◆ DIRECTION
Rescale the listing below from the line with "The client would like the red" to the line with "[347,534,545,708]", both included, by writing each of those lines out again, requests too, with every bounding box coordinate multiplied by 0.75 and rounded to a whole number, halves rounding up. Give only those lines.

◆ STORED DATA
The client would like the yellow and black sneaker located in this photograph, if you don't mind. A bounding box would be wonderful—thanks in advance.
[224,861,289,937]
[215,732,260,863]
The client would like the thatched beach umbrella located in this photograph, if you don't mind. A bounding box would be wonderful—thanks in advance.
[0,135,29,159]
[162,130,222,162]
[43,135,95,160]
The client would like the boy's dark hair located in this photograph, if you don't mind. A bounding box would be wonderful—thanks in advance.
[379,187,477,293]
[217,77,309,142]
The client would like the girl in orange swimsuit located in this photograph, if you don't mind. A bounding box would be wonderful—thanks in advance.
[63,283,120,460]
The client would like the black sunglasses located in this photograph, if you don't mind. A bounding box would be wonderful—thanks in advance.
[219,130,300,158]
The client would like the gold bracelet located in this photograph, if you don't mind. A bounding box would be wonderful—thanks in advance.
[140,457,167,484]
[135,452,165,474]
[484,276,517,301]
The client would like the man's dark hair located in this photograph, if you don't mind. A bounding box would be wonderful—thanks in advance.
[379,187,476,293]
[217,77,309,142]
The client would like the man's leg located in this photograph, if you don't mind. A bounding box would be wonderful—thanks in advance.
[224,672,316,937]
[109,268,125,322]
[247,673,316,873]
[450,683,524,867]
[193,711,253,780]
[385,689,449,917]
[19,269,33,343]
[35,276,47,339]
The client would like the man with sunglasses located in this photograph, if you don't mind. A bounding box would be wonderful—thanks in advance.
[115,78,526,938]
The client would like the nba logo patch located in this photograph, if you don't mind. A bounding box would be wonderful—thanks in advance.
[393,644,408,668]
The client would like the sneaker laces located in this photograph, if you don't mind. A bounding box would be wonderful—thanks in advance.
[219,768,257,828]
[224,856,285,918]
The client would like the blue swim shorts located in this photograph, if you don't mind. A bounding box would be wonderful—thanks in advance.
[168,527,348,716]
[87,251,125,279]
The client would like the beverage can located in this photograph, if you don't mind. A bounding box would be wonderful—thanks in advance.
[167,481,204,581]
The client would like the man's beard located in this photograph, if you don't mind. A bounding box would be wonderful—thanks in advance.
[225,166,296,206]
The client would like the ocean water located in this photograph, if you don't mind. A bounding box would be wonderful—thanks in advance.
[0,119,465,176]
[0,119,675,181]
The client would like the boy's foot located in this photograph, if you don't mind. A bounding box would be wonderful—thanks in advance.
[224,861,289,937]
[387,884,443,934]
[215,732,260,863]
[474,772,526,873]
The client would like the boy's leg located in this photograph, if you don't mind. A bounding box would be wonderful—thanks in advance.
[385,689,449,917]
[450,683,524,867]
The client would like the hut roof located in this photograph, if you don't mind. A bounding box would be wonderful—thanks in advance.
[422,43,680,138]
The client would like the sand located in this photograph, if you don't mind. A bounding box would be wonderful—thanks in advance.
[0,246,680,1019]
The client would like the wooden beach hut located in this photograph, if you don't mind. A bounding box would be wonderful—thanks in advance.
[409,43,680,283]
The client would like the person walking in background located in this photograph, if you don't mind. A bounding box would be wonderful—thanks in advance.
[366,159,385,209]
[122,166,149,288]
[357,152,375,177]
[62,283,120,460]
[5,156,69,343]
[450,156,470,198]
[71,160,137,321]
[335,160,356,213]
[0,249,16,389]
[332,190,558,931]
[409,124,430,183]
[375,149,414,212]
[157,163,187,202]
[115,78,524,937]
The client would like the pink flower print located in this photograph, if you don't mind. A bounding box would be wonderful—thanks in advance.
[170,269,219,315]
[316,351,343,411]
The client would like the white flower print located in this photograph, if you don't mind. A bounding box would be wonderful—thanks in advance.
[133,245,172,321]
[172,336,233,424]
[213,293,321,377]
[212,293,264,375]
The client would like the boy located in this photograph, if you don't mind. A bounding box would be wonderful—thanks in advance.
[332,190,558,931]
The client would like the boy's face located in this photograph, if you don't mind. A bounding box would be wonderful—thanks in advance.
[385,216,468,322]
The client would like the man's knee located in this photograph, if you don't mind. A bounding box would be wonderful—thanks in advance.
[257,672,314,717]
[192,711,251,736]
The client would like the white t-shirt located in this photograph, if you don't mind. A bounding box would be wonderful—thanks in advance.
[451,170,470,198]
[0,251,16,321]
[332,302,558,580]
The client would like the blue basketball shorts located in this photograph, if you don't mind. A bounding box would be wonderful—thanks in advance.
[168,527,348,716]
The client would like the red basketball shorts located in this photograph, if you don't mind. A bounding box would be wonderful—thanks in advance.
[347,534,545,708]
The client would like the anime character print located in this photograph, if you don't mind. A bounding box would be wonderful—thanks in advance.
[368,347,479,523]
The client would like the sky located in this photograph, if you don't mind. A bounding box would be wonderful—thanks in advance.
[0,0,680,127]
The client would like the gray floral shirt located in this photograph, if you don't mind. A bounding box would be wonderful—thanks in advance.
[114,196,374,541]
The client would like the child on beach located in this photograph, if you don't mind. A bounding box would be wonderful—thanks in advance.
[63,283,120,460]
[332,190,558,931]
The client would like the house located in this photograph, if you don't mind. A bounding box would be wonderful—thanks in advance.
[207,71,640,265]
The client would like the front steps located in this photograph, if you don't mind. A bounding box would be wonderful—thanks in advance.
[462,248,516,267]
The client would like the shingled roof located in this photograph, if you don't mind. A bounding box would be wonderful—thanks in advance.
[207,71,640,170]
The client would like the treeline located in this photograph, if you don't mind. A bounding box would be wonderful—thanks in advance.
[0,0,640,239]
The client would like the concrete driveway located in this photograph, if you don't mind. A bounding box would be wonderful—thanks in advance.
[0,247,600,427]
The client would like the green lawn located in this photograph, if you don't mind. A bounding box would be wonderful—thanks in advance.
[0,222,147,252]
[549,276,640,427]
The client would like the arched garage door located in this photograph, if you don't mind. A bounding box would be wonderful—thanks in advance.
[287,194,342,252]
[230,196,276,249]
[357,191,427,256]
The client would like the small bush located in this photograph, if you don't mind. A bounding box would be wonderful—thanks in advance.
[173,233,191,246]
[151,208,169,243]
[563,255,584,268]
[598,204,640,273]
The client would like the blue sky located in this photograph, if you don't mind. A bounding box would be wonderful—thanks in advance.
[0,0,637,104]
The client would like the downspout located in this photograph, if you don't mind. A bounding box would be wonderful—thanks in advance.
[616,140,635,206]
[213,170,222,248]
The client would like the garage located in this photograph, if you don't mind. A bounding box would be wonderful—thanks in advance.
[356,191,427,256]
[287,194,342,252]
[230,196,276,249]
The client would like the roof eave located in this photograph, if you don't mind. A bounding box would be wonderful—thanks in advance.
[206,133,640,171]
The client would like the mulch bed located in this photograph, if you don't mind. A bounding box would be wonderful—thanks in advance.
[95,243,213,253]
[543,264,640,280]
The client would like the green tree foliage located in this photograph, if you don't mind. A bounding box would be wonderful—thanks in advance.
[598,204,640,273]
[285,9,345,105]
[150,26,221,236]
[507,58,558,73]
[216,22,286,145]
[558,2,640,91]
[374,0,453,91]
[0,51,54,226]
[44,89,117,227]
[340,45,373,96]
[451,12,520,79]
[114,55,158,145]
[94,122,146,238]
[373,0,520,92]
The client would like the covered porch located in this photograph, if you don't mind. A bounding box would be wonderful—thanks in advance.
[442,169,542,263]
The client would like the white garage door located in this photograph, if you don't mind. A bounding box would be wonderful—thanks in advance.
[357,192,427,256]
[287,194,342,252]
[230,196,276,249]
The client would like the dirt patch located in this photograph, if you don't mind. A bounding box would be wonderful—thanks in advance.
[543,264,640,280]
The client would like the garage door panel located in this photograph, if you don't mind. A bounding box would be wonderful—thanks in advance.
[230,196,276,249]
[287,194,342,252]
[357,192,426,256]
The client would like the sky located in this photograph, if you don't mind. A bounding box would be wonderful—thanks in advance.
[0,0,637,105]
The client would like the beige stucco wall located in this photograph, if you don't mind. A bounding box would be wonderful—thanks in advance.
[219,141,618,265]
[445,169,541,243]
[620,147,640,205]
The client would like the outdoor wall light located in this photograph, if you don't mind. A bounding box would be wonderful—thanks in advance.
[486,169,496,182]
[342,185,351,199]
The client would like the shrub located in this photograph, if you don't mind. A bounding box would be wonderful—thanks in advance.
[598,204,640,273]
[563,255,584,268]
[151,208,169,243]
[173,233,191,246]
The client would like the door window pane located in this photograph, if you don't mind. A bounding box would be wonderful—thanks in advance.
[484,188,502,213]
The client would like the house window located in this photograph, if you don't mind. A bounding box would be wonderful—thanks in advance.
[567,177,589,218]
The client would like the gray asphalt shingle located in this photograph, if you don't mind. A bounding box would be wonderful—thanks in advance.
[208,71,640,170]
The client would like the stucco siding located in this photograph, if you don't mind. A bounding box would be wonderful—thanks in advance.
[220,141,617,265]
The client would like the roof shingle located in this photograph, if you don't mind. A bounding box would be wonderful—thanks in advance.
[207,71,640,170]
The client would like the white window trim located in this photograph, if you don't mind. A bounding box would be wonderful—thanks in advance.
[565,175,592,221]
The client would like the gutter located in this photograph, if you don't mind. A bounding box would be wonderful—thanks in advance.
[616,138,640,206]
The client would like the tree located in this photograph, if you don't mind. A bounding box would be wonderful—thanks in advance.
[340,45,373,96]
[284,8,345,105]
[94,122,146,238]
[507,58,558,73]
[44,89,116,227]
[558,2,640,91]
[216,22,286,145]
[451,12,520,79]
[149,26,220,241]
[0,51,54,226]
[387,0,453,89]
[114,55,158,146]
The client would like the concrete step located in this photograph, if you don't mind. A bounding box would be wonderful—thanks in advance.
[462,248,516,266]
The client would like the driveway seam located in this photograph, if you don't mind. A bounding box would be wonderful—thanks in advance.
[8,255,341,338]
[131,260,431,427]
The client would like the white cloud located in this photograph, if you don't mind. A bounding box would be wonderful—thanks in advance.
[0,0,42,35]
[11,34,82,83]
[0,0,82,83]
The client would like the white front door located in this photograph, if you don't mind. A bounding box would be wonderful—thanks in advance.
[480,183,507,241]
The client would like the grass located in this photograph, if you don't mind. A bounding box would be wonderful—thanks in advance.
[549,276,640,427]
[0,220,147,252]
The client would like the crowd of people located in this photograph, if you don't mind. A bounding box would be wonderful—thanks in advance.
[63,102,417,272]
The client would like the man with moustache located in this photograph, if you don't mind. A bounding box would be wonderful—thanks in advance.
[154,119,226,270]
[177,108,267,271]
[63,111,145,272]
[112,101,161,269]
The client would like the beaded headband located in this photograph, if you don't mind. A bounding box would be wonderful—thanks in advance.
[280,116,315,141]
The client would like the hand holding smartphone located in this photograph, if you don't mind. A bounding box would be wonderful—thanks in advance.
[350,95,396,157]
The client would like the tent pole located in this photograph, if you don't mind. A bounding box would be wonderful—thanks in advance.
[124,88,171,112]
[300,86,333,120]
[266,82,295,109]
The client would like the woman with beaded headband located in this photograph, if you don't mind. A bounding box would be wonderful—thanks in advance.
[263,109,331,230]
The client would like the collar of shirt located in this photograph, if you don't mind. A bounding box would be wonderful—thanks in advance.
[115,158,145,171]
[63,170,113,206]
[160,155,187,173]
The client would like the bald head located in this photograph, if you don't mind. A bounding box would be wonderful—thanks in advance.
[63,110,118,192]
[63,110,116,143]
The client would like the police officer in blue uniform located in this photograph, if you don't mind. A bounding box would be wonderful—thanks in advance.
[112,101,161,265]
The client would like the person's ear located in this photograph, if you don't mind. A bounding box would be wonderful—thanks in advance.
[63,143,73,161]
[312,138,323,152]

◆ OUTPUT OF THE EXERCISE
The client would like the red basketball shorts located in this photograph, if you don't mind. A bounding box would be wonderful—thanks in advance.
[260,401,409,531]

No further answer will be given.